++++ Provided records
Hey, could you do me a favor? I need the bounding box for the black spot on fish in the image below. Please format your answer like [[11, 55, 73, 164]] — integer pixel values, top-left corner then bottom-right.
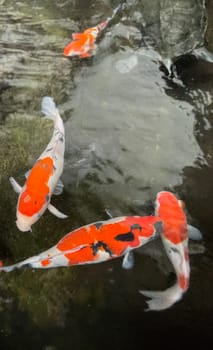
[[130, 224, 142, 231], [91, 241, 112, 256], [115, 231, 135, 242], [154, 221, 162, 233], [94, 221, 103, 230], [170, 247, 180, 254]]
++++++++
++++ Provided records
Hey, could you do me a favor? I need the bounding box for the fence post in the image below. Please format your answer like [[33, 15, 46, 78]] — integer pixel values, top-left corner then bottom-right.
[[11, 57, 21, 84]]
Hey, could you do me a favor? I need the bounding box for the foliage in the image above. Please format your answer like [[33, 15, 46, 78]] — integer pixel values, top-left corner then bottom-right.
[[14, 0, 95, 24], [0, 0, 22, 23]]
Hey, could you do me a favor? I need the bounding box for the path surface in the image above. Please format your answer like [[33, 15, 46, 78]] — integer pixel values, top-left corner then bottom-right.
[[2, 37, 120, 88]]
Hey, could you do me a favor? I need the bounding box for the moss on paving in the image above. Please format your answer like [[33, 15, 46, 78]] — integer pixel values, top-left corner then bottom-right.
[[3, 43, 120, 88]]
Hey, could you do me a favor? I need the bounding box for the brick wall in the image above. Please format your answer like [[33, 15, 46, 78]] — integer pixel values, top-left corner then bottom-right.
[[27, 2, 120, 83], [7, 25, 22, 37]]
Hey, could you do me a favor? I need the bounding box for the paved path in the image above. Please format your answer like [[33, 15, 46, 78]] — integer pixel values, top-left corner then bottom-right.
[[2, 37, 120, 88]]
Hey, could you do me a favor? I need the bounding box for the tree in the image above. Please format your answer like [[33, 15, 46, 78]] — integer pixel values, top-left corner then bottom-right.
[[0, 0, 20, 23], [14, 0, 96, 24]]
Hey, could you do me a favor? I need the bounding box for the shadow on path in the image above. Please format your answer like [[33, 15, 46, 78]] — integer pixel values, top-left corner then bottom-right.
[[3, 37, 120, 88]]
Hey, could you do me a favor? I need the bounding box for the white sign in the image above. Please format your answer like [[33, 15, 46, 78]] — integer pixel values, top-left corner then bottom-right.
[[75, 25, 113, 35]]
++++++++
# [Directions]
Count the lines in the records above that contain the word "image", and give only that number.

# [Task result]
10